▸ **WHAT THE EXERCISE ASKS**: Please find each line in the records below that contains the word "asphalt" and copy it out in full. Case matters.

(Dataset excerpt)
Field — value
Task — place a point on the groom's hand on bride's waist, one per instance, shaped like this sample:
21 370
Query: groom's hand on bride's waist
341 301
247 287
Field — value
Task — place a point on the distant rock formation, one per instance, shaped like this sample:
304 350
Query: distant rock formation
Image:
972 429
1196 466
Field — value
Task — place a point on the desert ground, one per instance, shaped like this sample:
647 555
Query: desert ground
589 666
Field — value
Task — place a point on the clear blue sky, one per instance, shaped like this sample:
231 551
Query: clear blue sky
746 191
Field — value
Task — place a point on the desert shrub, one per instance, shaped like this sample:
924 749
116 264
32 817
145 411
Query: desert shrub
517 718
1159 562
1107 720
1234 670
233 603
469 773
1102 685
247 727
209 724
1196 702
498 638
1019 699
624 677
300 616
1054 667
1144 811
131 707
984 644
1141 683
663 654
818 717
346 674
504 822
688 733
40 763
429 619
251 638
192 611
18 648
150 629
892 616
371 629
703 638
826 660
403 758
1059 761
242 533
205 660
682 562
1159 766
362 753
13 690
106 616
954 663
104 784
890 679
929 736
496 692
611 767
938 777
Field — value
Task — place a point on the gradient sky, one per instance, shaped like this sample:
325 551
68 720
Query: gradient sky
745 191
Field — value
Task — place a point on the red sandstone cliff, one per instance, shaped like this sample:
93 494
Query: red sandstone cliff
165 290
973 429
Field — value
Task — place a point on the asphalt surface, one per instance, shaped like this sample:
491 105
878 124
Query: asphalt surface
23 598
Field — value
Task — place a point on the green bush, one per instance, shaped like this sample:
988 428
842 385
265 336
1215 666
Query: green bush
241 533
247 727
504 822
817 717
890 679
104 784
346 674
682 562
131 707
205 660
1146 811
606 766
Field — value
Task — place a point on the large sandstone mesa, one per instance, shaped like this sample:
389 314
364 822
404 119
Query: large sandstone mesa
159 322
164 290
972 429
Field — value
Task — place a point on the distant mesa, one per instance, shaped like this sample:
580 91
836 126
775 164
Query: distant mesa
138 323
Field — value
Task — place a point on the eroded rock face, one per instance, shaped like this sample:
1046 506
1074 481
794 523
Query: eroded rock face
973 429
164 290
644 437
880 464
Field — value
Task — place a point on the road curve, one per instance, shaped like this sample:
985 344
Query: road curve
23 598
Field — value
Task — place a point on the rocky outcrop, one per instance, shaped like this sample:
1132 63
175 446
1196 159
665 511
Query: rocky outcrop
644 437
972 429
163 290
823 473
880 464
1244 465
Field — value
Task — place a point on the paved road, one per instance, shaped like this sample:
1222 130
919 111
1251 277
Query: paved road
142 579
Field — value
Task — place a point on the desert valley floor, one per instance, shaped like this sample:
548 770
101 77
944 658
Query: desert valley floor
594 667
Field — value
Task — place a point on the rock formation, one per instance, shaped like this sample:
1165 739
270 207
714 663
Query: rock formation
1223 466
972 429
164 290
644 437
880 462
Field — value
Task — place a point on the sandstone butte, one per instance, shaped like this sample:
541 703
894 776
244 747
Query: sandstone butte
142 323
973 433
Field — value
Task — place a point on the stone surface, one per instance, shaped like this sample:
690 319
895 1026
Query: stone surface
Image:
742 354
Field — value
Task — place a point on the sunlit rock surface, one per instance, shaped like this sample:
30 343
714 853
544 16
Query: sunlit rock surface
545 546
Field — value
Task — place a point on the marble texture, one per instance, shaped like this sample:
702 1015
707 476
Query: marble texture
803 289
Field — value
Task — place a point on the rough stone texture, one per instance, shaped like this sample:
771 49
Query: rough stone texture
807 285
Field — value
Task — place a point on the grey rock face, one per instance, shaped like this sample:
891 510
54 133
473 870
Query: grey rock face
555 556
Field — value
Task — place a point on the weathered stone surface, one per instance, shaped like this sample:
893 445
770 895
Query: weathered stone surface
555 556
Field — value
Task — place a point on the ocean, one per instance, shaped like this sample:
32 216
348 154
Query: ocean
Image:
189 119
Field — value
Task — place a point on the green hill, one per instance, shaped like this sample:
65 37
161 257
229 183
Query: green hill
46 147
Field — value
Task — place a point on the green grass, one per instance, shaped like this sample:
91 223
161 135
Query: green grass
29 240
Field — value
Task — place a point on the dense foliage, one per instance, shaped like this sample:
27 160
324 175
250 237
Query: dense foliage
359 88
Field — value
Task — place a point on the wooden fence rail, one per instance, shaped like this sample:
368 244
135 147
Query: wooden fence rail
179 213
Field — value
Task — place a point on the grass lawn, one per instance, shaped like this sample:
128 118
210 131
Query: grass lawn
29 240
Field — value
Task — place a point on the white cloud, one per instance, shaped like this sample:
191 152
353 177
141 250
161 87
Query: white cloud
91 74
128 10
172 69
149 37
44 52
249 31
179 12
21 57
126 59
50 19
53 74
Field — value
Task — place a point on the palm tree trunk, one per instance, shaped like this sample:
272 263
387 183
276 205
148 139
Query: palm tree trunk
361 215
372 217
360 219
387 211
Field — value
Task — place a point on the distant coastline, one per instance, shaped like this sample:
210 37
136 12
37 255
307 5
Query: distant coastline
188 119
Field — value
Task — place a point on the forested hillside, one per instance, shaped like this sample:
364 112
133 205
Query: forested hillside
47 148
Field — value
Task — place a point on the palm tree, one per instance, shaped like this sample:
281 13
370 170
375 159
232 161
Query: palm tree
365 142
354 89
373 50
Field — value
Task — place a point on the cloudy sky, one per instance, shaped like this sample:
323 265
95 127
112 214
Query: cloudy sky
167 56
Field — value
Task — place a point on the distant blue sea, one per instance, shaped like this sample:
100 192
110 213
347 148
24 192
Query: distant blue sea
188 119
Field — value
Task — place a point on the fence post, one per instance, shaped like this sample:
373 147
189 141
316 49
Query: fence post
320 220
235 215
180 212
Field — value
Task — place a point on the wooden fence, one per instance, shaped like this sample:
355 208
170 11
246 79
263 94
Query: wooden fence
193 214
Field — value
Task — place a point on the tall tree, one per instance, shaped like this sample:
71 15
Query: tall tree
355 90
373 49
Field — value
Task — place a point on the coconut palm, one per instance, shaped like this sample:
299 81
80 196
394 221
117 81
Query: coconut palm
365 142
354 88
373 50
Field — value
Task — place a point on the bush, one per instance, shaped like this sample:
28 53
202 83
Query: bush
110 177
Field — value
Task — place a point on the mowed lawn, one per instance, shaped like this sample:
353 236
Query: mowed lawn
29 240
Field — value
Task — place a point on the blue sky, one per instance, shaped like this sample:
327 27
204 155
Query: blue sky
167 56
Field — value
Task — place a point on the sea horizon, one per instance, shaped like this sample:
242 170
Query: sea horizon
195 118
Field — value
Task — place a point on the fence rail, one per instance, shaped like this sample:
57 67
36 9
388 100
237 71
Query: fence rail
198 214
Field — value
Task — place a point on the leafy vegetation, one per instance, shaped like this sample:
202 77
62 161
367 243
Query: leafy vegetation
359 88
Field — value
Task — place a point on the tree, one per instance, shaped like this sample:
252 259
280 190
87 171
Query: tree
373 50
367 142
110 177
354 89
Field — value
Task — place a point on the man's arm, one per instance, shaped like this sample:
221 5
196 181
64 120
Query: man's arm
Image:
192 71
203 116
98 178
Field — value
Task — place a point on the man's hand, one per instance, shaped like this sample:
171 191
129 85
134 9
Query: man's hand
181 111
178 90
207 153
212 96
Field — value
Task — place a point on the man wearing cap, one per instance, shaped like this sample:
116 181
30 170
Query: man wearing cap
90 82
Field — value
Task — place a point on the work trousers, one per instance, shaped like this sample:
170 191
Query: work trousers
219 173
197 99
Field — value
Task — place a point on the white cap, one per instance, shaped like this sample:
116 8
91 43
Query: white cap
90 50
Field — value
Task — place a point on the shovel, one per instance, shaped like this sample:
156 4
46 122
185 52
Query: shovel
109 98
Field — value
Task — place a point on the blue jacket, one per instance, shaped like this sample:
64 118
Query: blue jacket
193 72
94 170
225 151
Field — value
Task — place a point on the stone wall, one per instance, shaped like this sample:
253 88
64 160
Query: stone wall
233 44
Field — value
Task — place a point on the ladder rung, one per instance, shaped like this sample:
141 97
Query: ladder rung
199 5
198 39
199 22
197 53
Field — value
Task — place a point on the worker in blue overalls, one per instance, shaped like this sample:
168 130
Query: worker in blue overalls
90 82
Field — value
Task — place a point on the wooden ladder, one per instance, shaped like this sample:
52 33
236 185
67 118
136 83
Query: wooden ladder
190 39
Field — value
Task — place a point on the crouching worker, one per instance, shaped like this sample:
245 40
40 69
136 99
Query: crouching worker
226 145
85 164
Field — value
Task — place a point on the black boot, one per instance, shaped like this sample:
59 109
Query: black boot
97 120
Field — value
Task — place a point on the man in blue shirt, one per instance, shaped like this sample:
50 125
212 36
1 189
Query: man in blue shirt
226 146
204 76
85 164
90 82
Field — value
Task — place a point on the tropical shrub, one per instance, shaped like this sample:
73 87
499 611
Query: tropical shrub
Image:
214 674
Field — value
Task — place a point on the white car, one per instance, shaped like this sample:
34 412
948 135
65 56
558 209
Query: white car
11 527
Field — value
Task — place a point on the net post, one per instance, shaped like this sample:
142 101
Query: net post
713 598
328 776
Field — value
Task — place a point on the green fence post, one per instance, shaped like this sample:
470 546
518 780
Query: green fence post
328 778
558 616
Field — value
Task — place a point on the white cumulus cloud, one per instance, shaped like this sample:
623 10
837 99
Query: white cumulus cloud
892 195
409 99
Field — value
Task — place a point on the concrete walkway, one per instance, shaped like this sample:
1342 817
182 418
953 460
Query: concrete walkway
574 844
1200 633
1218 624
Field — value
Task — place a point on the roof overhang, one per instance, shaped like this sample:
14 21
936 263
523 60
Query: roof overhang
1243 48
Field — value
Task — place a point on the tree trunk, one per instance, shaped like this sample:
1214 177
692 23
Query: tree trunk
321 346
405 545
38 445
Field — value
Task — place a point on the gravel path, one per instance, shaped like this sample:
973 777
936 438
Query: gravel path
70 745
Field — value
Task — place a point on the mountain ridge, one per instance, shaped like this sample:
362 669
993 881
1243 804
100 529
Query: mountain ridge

▸ **FINAL RESULT**:
Task — place a point on the asphalt surface, one per instance, shaped like this sample:
Query: asphalt surface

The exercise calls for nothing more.